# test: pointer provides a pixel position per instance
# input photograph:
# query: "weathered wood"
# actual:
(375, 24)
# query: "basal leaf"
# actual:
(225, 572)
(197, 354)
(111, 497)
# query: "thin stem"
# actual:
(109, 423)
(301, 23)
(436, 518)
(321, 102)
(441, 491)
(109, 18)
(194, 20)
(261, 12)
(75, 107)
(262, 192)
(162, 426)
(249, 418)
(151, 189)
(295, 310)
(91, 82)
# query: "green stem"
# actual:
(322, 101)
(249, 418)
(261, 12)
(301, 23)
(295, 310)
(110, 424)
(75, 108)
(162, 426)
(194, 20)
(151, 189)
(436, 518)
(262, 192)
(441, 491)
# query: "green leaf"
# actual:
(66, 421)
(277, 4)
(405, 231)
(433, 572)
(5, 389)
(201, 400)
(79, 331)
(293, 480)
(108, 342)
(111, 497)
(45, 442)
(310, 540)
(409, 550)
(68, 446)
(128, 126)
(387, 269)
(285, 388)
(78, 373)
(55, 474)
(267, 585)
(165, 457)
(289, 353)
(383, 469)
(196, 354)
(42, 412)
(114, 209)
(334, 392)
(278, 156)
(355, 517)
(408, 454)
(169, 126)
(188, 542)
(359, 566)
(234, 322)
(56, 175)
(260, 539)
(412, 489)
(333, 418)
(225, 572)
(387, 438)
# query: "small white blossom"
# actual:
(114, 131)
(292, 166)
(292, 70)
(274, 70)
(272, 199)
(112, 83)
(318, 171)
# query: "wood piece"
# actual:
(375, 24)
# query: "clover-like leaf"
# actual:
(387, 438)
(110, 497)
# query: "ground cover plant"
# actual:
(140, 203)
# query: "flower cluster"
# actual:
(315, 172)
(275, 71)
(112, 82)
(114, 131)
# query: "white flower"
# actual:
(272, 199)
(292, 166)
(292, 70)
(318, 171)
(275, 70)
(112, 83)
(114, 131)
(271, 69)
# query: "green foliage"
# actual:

----

• **Aim of the exercise**
Show the lines of the material that contain the word "wood".

• **Solution for this exercise**
# query: "weathered wood"
# query: "wood piece"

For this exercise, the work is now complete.